* [Required action] Line by line, retype the data exactly as it is given.

* [Point-per-instance localization data]
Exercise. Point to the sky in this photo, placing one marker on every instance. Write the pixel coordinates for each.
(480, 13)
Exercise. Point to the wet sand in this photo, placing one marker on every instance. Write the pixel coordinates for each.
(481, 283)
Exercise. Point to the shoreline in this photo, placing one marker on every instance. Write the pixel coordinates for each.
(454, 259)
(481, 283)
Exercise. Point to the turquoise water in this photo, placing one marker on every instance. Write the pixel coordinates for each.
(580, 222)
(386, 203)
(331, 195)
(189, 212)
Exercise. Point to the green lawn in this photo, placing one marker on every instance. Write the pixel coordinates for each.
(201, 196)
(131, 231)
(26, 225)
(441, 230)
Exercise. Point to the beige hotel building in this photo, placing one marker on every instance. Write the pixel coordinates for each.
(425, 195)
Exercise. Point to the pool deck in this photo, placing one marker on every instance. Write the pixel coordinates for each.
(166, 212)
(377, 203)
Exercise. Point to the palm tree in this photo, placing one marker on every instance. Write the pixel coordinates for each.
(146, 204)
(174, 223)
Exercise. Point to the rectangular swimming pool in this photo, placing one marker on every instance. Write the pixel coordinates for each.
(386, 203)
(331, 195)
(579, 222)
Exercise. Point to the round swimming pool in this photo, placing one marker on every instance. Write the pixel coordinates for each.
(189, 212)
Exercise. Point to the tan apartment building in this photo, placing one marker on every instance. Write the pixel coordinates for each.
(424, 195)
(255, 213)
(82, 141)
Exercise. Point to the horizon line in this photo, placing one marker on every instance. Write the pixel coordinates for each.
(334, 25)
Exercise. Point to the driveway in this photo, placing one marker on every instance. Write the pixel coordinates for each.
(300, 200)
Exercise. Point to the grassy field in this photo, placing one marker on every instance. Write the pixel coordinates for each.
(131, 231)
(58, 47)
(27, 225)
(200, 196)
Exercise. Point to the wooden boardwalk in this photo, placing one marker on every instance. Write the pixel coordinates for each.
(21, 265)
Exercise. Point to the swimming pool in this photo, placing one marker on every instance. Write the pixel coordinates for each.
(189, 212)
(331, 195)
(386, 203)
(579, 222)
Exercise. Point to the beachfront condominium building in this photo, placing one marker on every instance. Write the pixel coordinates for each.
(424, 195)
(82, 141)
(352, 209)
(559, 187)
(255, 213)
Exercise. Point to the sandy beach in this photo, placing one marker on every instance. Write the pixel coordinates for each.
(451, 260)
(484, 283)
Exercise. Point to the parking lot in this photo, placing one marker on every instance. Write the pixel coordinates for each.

* [Your solution]
Exercise. Point to the sky in this photo, placing one marker on every instance. Write the pixel coordinates for each.
(480, 13)
Exercise. Point to the wet sand in this photo, placing one marker on every instance. Write the pixel coordinates for each.
(481, 283)
Exercise. Point to the shoreline in this photo, placing one marker on every instance. Write the pixel coordinates for each.
(454, 259)
(481, 283)
Exercise. Point to the turquoise water in this photo, placing one marker on every instance. Write the pixel coordinates for each.
(580, 222)
(386, 203)
(331, 195)
(189, 212)
Exercise. Point to the green lawn in this photo, placing one marker on every instance. Write the pixel coordinates for each.
(201, 196)
(131, 231)
(26, 225)
(441, 230)
Exercise. Point to the beige hotel building in this photo, placing one marker on every instance. Write the pixel coordinates for each.
(425, 195)
Exercise. Point to the pool deck in this photo, placing one marker on every instance. Write the pixel coordinates for each.
(166, 212)
(377, 203)
Exercise. Point to the palm tree in this photo, placing one marker on every instance. Write the pixel coordinates for each.
(146, 204)
(174, 223)
Exercise. Point to the rectangular swimming pool in this photo, placing one marker on every instance. Write the pixel coordinates for each.
(386, 203)
(331, 195)
(579, 222)
Exercise. Point to the round swimming pool in this photo, placing one marker on every instance. Write the pixel coordinates for each.
(189, 212)
Exercise. Point to the tan apartment building in this photo, placing one marker on every instance. Write the pixel coordinates for each.
(424, 195)
(255, 213)
(82, 141)
Exercise. Point to the horizon line in this photo, placing one marker on every instance. Write the pixel coordinates for each.
(334, 25)
Exercise. Point to the driveway in this photo, placing one marker on every instance. Write the pixel coordinates for each.
(300, 200)
Exercise. Point to the grassy field in this photo, placing one marker on every instance. Write the pixel coordinates for each.
(131, 231)
(58, 47)
(27, 225)
(200, 196)
Exercise. Point to the wooden boardwalk in this photo, placing one marker on every instance. Write the pixel coordinates for each.
(21, 265)
Exercise. Point to the swimming pool in this photo, placing one marker on every instance. Write the pixel coordinates for each.
(189, 212)
(331, 195)
(386, 203)
(579, 222)
Exercise. Point to the beachfront condominium building in this photo, placing one marker on every instance. Write the pixel coordinates for each.
(424, 195)
(82, 141)
(352, 209)
(559, 187)
(255, 213)
Exercise. Point to the sandy beach in this photo, placing one marker on every instance. Write the pixel coordinates for each.
(451, 260)
(484, 283)
Exercise. Point to the parking lot in this photo, placing one marker on every instance. Write the pixel coordinates for each.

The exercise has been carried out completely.